- [Box annotation data, in rows]:

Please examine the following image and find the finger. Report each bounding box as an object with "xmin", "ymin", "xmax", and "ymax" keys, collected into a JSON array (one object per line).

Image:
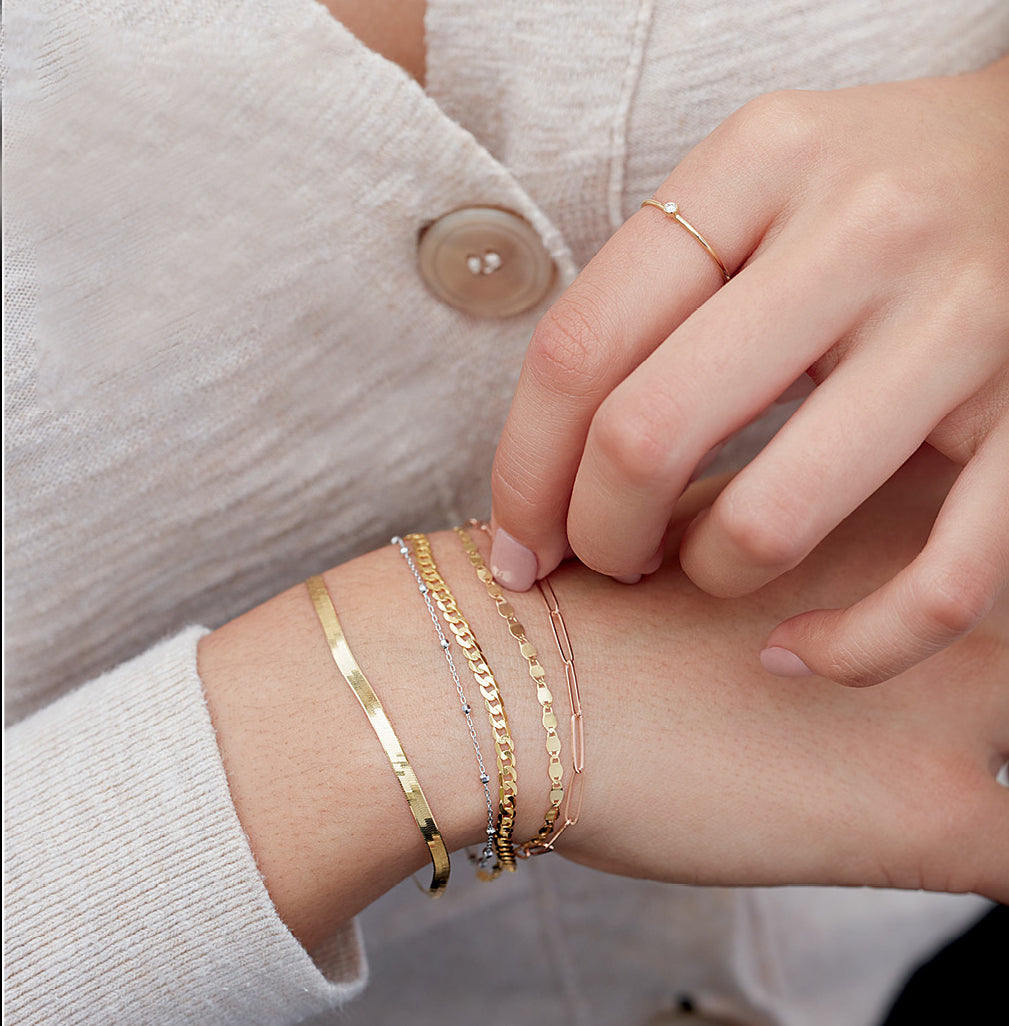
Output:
[
  {"xmin": 762, "ymin": 417, "xmax": 1009, "ymax": 686},
  {"xmin": 492, "ymin": 111, "xmax": 805, "ymax": 587},
  {"xmin": 681, "ymin": 293, "xmax": 993, "ymax": 597},
  {"xmin": 568, "ymin": 218, "xmax": 876, "ymax": 575}
]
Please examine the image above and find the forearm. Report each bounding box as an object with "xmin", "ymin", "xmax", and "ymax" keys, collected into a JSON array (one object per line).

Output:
[{"xmin": 200, "ymin": 455, "xmax": 1009, "ymax": 948}]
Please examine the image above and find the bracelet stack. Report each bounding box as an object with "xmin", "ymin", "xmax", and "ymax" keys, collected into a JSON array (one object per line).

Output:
[{"xmin": 306, "ymin": 520, "xmax": 585, "ymax": 897}]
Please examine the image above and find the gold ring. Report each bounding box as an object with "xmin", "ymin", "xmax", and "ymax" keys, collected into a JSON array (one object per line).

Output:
[{"xmin": 642, "ymin": 199, "xmax": 732, "ymax": 281}]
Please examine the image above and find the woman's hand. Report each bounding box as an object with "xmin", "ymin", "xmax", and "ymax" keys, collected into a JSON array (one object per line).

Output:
[
  {"xmin": 200, "ymin": 450, "xmax": 1009, "ymax": 948},
  {"xmin": 551, "ymin": 450, "xmax": 1009, "ymax": 902},
  {"xmin": 494, "ymin": 58, "xmax": 1009, "ymax": 684}
]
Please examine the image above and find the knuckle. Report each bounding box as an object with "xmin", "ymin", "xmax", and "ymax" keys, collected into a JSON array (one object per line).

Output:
[
  {"xmin": 832, "ymin": 167, "xmax": 942, "ymax": 275},
  {"xmin": 589, "ymin": 394, "xmax": 676, "ymax": 487},
  {"xmin": 527, "ymin": 295, "xmax": 606, "ymax": 399},
  {"xmin": 714, "ymin": 496, "xmax": 807, "ymax": 570},
  {"xmin": 726, "ymin": 89, "xmax": 824, "ymax": 164},
  {"xmin": 491, "ymin": 449, "xmax": 564, "ymax": 534},
  {"xmin": 920, "ymin": 566, "xmax": 993, "ymax": 641}
]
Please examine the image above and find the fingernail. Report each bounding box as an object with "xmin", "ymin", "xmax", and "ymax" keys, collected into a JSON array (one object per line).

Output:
[
  {"xmin": 761, "ymin": 645, "xmax": 813, "ymax": 677},
  {"xmin": 613, "ymin": 574, "xmax": 642, "ymax": 584},
  {"xmin": 491, "ymin": 527, "xmax": 538, "ymax": 591}
]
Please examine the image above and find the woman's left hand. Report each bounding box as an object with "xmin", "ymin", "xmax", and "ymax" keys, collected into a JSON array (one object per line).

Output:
[{"xmin": 494, "ymin": 58, "xmax": 1009, "ymax": 684}]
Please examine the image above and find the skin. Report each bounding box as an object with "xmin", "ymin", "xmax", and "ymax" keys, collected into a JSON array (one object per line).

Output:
[
  {"xmin": 494, "ymin": 50, "xmax": 1009, "ymax": 685},
  {"xmin": 199, "ymin": 452, "xmax": 1009, "ymax": 949}
]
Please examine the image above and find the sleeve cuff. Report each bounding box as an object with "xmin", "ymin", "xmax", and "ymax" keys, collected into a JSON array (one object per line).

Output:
[{"xmin": 4, "ymin": 627, "xmax": 367, "ymax": 1026}]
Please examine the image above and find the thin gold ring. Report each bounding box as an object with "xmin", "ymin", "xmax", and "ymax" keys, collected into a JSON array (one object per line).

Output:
[{"xmin": 642, "ymin": 199, "xmax": 732, "ymax": 281}]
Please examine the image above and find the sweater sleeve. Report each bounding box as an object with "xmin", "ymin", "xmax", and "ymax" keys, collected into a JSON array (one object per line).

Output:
[{"xmin": 4, "ymin": 627, "xmax": 366, "ymax": 1026}]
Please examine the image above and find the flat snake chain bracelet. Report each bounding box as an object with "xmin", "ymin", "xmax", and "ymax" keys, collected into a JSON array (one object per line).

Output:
[
  {"xmin": 468, "ymin": 520, "xmax": 585, "ymax": 858},
  {"xmin": 455, "ymin": 527, "xmax": 565, "ymax": 851},
  {"xmin": 389, "ymin": 535, "xmax": 500, "ymax": 877},
  {"xmin": 405, "ymin": 534, "xmax": 518, "ymax": 872},
  {"xmin": 305, "ymin": 575, "xmax": 452, "ymax": 898}
]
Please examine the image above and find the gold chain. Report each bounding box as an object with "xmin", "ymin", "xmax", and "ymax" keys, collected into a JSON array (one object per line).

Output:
[
  {"xmin": 305, "ymin": 576, "xmax": 451, "ymax": 898},
  {"xmin": 456, "ymin": 521, "xmax": 565, "ymax": 851},
  {"xmin": 406, "ymin": 534, "xmax": 518, "ymax": 872}
]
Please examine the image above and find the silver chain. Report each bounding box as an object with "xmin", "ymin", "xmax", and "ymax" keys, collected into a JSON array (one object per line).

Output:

- [Short task]: Find each line above that contains the word "bracelet", and copy every one of those lines.

- [The reply]:
Please examine the image above and find the bracelet stack. Report each bounding box as an object with "xmin", "ymin", "xmax", and "ymax" keys, collected into a JSON array (one object per line).
Please examine the image above and find the flat snake chain bracelet. Report each bounding box as an object with "xmin", "ymin", "xmax", and "ymax" keys, collected into a JSON array (one object per line).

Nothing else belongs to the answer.